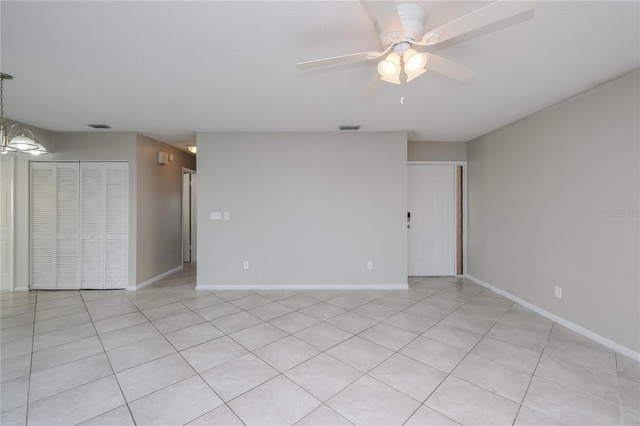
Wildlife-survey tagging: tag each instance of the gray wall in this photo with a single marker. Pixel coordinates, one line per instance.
(80, 146)
(305, 208)
(159, 229)
(437, 151)
(544, 198)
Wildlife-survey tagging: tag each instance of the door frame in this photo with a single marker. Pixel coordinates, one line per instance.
(193, 212)
(463, 164)
(9, 162)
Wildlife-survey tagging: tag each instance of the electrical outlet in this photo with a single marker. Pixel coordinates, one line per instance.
(558, 292)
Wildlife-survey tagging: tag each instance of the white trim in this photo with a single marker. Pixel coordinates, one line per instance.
(465, 203)
(11, 245)
(154, 279)
(566, 323)
(303, 287)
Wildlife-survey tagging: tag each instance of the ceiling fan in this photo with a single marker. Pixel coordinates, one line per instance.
(401, 30)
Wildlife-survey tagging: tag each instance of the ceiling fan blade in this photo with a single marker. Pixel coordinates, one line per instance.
(497, 11)
(339, 60)
(448, 68)
(388, 21)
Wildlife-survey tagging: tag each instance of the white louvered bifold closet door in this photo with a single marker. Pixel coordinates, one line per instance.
(104, 224)
(54, 226)
(79, 225)
(116, 234)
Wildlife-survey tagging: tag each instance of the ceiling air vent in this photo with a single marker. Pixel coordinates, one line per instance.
(349, 127)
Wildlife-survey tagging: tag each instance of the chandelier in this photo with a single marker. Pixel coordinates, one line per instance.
(17, 138)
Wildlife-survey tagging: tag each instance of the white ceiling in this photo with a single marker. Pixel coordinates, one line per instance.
(173, 68)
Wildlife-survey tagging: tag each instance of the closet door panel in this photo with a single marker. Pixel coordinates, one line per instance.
(92, 208)
(117, 225)
(67, 226)
(42, 226)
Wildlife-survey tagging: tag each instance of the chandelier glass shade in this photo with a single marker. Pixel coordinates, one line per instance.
(16, 138)
(410, 61)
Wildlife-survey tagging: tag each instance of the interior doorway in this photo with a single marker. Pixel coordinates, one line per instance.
(435, 219)
(189, 223)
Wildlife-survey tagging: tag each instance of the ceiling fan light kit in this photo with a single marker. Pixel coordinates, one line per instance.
(17, 138)
(401, 29)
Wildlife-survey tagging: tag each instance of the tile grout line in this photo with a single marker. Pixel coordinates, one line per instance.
(534, 373)
(110, 366)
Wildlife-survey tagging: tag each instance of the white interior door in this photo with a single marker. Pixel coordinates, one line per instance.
(186, 217)
(194, 221)
(79, 225)
(6, 223)
(432, 227)
(189, 217)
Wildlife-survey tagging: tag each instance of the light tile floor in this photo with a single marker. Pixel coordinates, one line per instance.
(444, 352)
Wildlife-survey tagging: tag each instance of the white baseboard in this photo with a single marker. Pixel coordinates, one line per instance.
(154, 279)
(303, 287)
(566, 323)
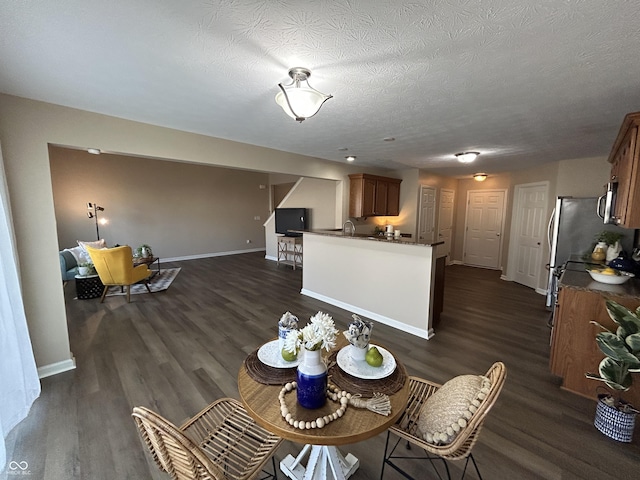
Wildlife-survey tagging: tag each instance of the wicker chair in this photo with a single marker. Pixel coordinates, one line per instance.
(220, 442)
(460, 448)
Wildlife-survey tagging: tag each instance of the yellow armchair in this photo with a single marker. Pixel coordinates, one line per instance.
(115, 267)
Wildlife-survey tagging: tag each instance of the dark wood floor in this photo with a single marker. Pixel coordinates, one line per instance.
(178, 350)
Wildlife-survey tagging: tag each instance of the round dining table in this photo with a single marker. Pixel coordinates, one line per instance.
(324, 459)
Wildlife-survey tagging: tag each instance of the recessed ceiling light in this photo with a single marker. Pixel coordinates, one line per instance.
(467, 157)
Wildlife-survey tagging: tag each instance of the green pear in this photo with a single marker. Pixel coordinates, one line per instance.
(373, 357)
(288, 356)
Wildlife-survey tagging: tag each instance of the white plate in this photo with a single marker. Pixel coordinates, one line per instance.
(270, 354)
(617, 279)
(361, 369)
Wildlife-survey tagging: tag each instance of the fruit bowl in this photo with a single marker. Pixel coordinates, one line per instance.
(616, 278)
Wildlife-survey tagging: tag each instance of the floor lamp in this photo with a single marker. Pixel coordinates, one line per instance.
(93, 213)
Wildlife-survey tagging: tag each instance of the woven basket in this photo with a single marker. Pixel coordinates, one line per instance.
(614, 423)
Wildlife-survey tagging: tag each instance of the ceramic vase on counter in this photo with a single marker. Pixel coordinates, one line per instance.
(599, 252)
(312, 380)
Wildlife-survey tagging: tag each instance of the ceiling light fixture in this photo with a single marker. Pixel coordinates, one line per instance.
(298, 99)
(467, 157)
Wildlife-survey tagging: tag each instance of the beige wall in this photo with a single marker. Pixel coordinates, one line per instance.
(28, 127)
(178, 208)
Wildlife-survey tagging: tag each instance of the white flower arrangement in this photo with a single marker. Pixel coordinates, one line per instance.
(319, 333)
::::
Task details:
Write every entry out again exactly, dropping the pictures.

Output for this task:
Wildlife-survey tagging: tag each instance of the gray wall in this photo with a single marker. Pixel coordinates, one line per instance.
(80, 146)
(305, 208)
(159, 229)
(437, 151)
(544, 198)
Wildlife-survey tagging: tag each instance of the door frame in this photo with a single marker. Pixel coordinates, one line per instance.
(193, 212)
(463, 164)
(9, 162)
Wildlife-survey tagging: tag each instance of the electrical outlet in this photo with a single marker. Pixel coordinates, one line per instance.
(558, 292)
Wildlife-survey tagging: tag each instance of the white trim in this photo with a single marker. Pixel coordinates, one line per instance.
(465, 203)
(11, 245)
(154, 279)
(566, 323)
(303, 287)
Wildlife-survey tagging: tag each instance of the ceiling fan in this photo with a single marker. Pixel coordinates, one line per instance.
(401, 30)
Wildlife-survey tagging: tag each instance of the ceiling fan blade in this photo with a single marker. Pixel coordinates, one line per instance.
(497, 11)
(339, 60)
(448, 68)
(388, 21)
Wildlife-survey tagging: tag each instance of the white louvered bifold closet door in this photo with a single marker. Pixel coordinates, one line per instance.
(104, 224)
(54, 226)
(79, 225)
(116, 234)
Wildlife-survey tagging: tag each instance of the ceiling air vent in this photo with a single marker. Pixel coordinates, one line per instance.
(349, 127)
Wildlife-survey tagging: tag each instance of the chandelier in this photo with a single marker. Pixel coordinates, one line per instance.
(17, 138)
Wildlife-survey tagging: tag each instance of the white ceiling in this photo with a single marker. Pixel coordinates, one line per instance.
(173, 68)
Wildlife-survey tagging: tag each instance of the closet door panel in this photo with a single marker. Pixel coordinates, one line per instance.
(92, 208)
(117, 225)
(67, 226)
(42, 226)
Wildlife-survey tagging: tag each instance of the chandelier glass shade in this photo with a single marker. Pixel coordinates, one line per instance.
(16, 138)
(410, 61)
Wildlife-survey tagging: tag each instance of the interior doorway in this photo with a single marker. Pixel coordinates, one line per instance.
(435, 219)
(189, 223)
Wildlife-survey tagging: tag each instance of the ceiling fan light kit in this photo with a single marker. Pixel coordinates, one line per instance.
(17, 138)
(401, 29)
Wildlife-survey tagging: tag each instance of the tile grout line in this photo with a single marker. Pixel coordinates, one line per instance.
(534, 373)
(110, 366)
Wildlife-survey tagging: tag each instance of the white interior door in this photo with a single marker. Pixel coordinates, one line per instance.
(186, 217)
(194, 221)
(79, 225)
(6, 223)
(432, 227)
(189, 217)
Wildlife-survey tagging: tag each instance of the light tile floor in this photo with a single marker. Pixel coordinates, one line per instance.
(444, 352)
Wildlife-survey tagging: tag each instance of the white baseboard in this photo with a single marker. Pixel coordinates, one line per instance.
(154, 279)
(303, 287)
(566, 323)
Wildlife-survey tagging: tag each instance of the wicker chair in this photo with a single marker. Pixel coordinates, one line per instance.
(220, 442)
(460, 448)
Wildlife-survey tagging: tag each instance of the yellow armchair in this photo with a single marker. Pixel coordinates, one line per instance.
(115, 267)
Wildlife-survey tagging: tag each instance of the dark wood floor in this photo with a single marker. Pixel coordinates, one line per instance.
(178, 350)
Wildlife-survey tagging: tag each instance of the round dining table in this photo with a single marker. Pixel coordinates, one line per instance.
(324, 459)
Wildlife-survey tagging: tag each instance of the recessed ceiling light in this photo with a single marker. Pixel coordinates, one line per instance.
(467, 157)
Wildlife-survey tagging: tag each instance of the green pear in this photo with a single marker. Pixel coordinates, one line per instance.
(373, 357)
(288, 356)
Wildlife-survey tagging: tag each instance of the white plate in this photo with a single marker. Pixel coordinates, one line per instance.
(270, 354)
(617, 279)
(361, 369)
Wildlife-survey tagging: tag each instance of the fruit bowl in this photo with a single marker. Pixel coordinates, one line per instance.
(616, 278)
Wildlife-survey tagging: tag each instance of the floor lamp in this photo with a single marker. Pixel coordinates, one line per instance.
(93, 213)
Wildlife-survey tagging: tag each instance of the woven basket in this photo with a single marker. Pixel coordinates, one line per instance.
(614, 423)
Wildlife-survey tagging: tag each instance of the ceramic vase on counter in this photo with a single marker. Pixel coordinates, one line per instance.
(599, 252)
(312, 380)
Wildlife-survey tagging: tag each instance of the ceiling light fixture in this photo with a single marker. Pixel coordinates, one line per instance.
(298, 99)
(467, 157)
Wildlife-survey tagging: tag each instance of the beige wall in this photo with a single marker. Pixel coordinates, one line per instance.
(28, 127)
(178, 208)
Wildlife-survey tagging: tag each instance of the white flower arrangement in this photo with a single marker. Pixel coordinates, one line per instance.
(319, 333)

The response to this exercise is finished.